(Records for this task)

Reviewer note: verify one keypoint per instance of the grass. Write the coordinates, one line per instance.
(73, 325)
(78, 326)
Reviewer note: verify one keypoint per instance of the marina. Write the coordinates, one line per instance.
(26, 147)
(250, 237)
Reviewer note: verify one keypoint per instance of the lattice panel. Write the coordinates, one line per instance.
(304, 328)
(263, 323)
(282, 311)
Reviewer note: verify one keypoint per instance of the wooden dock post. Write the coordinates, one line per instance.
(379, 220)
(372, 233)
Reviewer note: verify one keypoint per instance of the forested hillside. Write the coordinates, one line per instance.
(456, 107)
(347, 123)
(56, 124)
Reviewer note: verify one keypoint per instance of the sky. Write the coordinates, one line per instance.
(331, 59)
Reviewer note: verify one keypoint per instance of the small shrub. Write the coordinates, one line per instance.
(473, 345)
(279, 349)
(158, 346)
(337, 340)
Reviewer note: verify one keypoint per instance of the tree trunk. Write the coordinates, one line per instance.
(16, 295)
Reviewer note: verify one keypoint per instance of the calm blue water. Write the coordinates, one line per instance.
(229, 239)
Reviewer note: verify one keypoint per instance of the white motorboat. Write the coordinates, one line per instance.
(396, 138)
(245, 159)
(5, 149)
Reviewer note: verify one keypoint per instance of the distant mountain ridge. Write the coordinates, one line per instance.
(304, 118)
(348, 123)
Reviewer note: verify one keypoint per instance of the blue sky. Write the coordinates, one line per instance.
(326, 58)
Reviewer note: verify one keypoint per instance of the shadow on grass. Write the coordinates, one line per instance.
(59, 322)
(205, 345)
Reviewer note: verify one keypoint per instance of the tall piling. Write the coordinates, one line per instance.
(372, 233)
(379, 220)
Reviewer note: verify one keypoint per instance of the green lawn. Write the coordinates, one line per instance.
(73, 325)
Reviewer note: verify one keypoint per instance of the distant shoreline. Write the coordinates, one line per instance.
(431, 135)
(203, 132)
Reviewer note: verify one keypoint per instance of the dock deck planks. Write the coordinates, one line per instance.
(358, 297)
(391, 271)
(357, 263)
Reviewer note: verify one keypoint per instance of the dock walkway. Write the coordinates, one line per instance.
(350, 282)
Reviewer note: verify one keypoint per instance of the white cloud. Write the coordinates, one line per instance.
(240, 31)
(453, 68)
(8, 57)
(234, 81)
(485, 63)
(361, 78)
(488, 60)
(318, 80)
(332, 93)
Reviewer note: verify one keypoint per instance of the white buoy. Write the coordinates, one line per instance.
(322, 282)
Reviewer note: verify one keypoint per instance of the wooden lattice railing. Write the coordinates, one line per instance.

(End Records for this task)
(Records for this task)

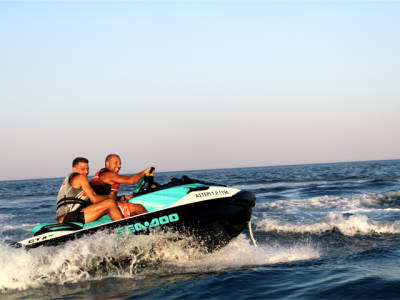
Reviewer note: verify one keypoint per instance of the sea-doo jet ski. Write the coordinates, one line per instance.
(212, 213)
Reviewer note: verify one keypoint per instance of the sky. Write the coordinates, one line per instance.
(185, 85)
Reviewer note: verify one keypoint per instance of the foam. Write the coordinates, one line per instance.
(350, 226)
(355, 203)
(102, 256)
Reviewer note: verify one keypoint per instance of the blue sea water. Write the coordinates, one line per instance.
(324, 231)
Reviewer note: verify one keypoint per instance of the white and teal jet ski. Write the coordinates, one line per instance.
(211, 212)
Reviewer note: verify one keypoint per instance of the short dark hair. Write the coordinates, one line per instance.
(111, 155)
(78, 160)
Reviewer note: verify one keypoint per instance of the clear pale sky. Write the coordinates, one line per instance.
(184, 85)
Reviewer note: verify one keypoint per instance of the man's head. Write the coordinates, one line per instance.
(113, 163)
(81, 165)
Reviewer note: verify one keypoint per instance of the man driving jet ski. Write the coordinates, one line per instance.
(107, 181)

(End Records for this task)

= What you should do =
Look back at the entries above. Retype the line with "buoy. Write the coordinates, one line per instance.", the line with "railing. Write the coordinates, one line per instance.", and all lines in between.

= Exercise result =
Reviewer note: verify one keypoint per instance of the white buoy. Write the coordinates, one line per instance.
(322, 282)
Reviewer note: verify one keypoint per instance of the wooden lattice railing. Write the coordinates, one line per instance.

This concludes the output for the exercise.